Task to carry out: Write out every line of the data below again, requests included, but shift each point coordinate in the answers by adding -113 to it. Leave the pictures out of your reply.

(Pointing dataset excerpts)

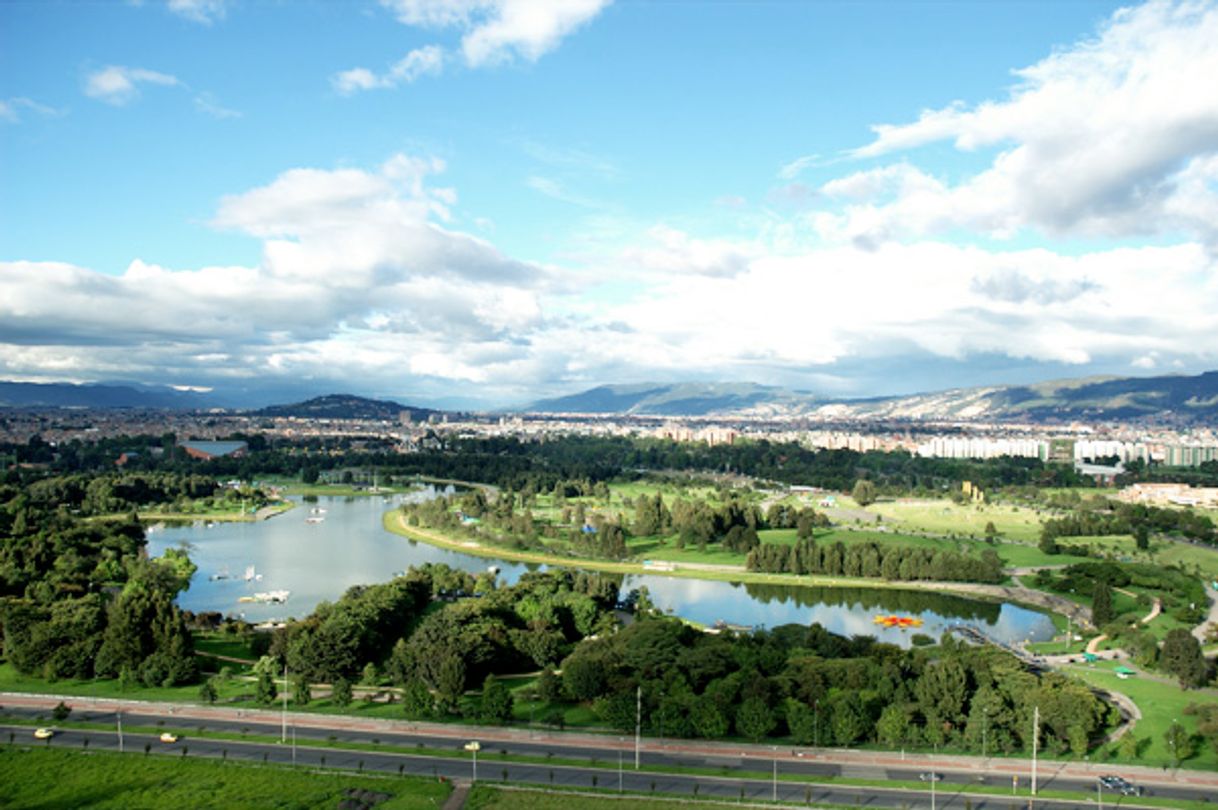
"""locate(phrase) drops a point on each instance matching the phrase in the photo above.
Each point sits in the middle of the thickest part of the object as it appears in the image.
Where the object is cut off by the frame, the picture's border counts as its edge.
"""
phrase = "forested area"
(905, 563)
(79, 598)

Output below:
"""locate(phrase) drops a point on each instance matching the phrase in the photo above.
Each point sits in the middle of the thickest part of the object as it appears in the image.
Where the object is cut off by the frame, the picture's border counts as its edge.
"""
phrase = "forested area"
(792, 450)
(-34, 485)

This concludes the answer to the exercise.